Material provided
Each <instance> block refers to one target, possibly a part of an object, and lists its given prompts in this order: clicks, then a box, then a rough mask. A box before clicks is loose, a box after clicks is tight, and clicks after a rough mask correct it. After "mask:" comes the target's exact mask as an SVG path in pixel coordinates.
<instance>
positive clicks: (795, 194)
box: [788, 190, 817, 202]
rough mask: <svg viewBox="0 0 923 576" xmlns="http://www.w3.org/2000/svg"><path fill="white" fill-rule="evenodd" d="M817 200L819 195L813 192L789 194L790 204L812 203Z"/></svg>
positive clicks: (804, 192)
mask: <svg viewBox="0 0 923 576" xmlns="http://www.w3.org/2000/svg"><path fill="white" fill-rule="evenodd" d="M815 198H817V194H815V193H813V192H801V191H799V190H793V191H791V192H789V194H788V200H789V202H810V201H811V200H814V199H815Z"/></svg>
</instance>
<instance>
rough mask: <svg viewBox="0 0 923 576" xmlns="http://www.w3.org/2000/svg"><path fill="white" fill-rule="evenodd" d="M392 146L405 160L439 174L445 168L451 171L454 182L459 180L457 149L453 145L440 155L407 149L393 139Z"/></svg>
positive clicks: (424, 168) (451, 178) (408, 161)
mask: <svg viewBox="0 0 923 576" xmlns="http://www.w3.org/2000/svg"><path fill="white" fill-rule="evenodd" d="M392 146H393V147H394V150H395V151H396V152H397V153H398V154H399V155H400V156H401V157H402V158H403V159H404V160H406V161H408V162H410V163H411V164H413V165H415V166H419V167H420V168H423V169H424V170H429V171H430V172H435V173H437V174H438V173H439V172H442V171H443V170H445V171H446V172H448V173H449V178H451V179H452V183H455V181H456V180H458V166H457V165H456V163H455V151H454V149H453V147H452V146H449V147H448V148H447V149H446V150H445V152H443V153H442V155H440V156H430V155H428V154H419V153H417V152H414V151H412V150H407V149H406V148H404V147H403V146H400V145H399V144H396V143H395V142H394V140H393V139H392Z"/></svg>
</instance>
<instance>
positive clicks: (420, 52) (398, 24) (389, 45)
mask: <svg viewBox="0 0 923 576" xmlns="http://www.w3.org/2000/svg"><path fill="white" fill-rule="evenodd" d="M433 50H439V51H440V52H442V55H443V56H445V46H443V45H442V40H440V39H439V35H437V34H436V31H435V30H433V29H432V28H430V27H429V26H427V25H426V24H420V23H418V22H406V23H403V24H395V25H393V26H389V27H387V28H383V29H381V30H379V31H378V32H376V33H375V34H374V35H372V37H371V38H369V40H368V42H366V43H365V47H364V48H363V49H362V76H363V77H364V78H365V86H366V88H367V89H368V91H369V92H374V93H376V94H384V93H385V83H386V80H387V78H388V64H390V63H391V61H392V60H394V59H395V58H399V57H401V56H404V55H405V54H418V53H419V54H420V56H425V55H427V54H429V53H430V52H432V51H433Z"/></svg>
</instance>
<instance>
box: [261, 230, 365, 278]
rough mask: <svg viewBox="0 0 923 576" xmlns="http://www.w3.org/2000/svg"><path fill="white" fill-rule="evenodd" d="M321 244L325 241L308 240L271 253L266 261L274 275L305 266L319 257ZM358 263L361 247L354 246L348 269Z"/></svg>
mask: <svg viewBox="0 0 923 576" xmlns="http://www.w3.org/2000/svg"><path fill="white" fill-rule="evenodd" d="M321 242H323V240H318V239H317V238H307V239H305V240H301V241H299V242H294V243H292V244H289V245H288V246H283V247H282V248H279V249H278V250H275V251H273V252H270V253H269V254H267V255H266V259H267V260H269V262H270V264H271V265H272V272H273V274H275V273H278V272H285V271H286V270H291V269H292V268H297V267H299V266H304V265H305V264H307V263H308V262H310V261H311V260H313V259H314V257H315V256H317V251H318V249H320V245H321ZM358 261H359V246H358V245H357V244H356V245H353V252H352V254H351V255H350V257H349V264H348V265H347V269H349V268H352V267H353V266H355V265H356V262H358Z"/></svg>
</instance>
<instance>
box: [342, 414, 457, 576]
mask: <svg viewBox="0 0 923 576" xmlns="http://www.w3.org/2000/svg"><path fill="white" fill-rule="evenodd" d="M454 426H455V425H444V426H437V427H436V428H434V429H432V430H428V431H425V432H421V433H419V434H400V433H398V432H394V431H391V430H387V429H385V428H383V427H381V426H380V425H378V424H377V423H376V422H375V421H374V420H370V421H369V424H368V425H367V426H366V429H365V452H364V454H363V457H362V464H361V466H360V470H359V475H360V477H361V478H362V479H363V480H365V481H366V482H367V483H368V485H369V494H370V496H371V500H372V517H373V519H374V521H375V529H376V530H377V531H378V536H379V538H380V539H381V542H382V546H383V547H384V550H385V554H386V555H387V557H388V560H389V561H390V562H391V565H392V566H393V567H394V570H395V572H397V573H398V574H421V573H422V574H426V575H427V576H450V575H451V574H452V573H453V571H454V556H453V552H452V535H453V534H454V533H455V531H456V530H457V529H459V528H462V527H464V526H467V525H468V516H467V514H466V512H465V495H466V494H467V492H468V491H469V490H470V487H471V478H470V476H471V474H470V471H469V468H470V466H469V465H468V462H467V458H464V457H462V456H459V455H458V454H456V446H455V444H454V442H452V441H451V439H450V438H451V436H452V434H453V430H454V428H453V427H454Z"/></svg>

Required action
All lines in the listing above should be written out again exactly.

Exercise solution
Each <instance> block refers to one target, possibly a part of an object, and lists its given prompts in this order: clicks, then a box, then a rough mask. A box before clicks is loose, a box after clicks is tight, and clicks after a rough mask correct it. After "mask:" comes the target's exact mask as an SVG path in pixel coordinates.
<instance>
positive clicks: (795, 194)
box: [788, 190, 817, 202]
rough mask: <svg viewBox="0 0 923 576" xmlns="http://www.w3.org/2000/svg"><path fill="white" fill-rule="evenodd" d="M817 200L819 195L813 192L789 194L790 204L812 203Z"/></svg>
positive clicks: (804, 192)
mask: <svg viewBox="0 0 923 576" xmlns="http://www.w3.org/2000/svg"><path fill="white" fill-rule="evenodd" d="M815 198H817V194H815V193H813V192H801V191H799V190H793V191H791V192H789V194H788V200H789V202H810V201H811V200H814V199H815Z"/></svg>
</instance>
<instance>
rough mask: <svg viewBox="0 0 923 576" xmlns="http://www.w3.org/2000/svg"><path fill="white" fill-rule="evenodd" d="M392 146L405 160L439 174L445 168L451 171L454 182L459 180L457 149L453 145L440 155L407 149L393 139Z"/></svg>
positive clicks: (424, 168) (451, 178) (408, 161)
mask: <svg viewBox="0 0 923 576" xmlns="http://www.w3.org/2000/svg"><path fill="white" fill-rule="evenodd" d="M392 146H393V147H394V150H395V151H396V152H397V153H398V154H399V155H400V156H401V157H402V158H403V159H404V160H406V161H408V162H410V163H411V164H413V165H415V166H419V167H420V168H423V169H424V170H429V171H430V172H435V173H437V174H438V173H439V172H442V171H443V170H445V171H446V172H448V173H449V178H451V179H452V183H455V181H456V180H458V166H457V165H456V163H455V151H454V149H453V147H452V146H449V147H448V148H447V149H446V150H445V152H443V153H442V155H440V156H430V155H428V154H419V153H417V152H414V151H412V150H407V149H406V148H404V147H403V146H400V145H399V144H396V143H395V142H394V140H393V139H392Z"/></svg>
</instance>
<instance>
positive clicks: (420, 52) (398, 24) (389, 45)
mask: <svg viewBox="0 0 923 576" xmlns="http://www.w3.org/2000/svg"><path fill="white" fill-rule="evenodd" d="M433 50H439V51H440V52H442V55H443V56H445V46H443V45H442V40H440V39H439V35H437V34H436V31H435V30H433V29H432V28H430V27H429V26H427V25H426V24H420V23H418V22H406V23H403V24H395V25H393V26H389V27H387V28H383V29H381V30H379V31H378V32H376V33H375V34H374V35H372V37H371V38H369V40H368V42H366V43H365V47H364V48H363V49H362V76H363V77H364V78H365V86H366V88H367V89H368V91H369V92H374V93H376V94H384V93H385V83H386V80H387V78H388V64H390V63H391V61H392V60H394V59H395V58H399V57H401V56H404V55H405V54H418V53H419V54H420V56H425V55H427V54H429V53H430V52H432V51H433Z"/></svg>
</instance>
<instance>
box: [261, 230, 365, 278]
rough mask: <svg viewBox="0 0 923 576" xmlns="http://www.w3.org/2000/svg"><path fill="white" fill-rule="evenodd" d="M321 244L325 241L308 240L271 253L266 261L274 275L305 266L319 257ZM358 263L361 247L354 246L348 269Z"/></svg>
mask: <svg viewBox="0 0 923 576" xmlns="http://www.w3.org/2000/svg"><path fill="white" fill-rule="evenodd" d="M321 242H323V240H318V239H317V238H307V239H305V240H301V241H299V242H294V243H292V244H289V245H288V246H283V247H282V248H279V249H278V250H275V251H273V252H270V253H269V254H267V255H266V259H267V260H269V262H270V264H271V265H272V272H273V274H275V273H278V272H285V271H286V270H291V269H292V268H297V267H299V266H304V265H305V264H307V263H308V262H310V261H311V260H313V259H314V257H315V256H317V251H318V249H320V245H321ZM358 261H359V246H358V245H357V244H356V245H353V252H352V254H351V255H350V257H349V264H348V265H347V269H349V268H352V267H353V266H355V265H356V262H358Z"/></svg>
</instance>
<instance>
box: [342, 414, 457, 576]
mask: <svg viewBox="0 0 923 576" xmlns="http://www.w3.org/2000/svg"><path fill="white" fill-rule="evenodd" d="M454 426H455V425H444V426H437V427H436V428H434V429H432V430H428V431H425V432H421V433H419V434H400V433H398V432H394V431H391V430H387V429H385V428H383V427H381V426H380V425H378V424H377V423H376V422H375V421H374V420H370V421H369V424H368V425H367V426H366V429H365V452H364V454H363V457H362V464H361V466H360V470H359V475H360V477H361V478H362V479H363V480H365V481H366V482H367V483H368V485H369V494H370V496H371V500H372V517H373V519H374V521H375V529H376V530H377V531H378V536H379V538H380V539H381V542H382V546H383V547H384V550H385V554H386V555H387V557H388V560H389V561H390V562H391V565H392V566H393V567H394V570H395V572H397V573H398V574H421V573H422V574H426V575H427V576H450V575H451V574H452V573H453V571H454V556H453V552H452V535H453V534H454V533H455V531H456V530H457V529H459V528H462V527H464V526H467V525H468V516H467V514H466V512H465V495H466V494H467V492H468V491H469V490H470V487H471V478H470V476H471V474H470V471H469V468H470V466H469V465H468V462H467V458H464V457H462V456H459V455H458V454H456V446H455V444H454V442H452V441H451V439H450V438H451V436H452V434H453V430H454V428H453V427H454Z"/></svg>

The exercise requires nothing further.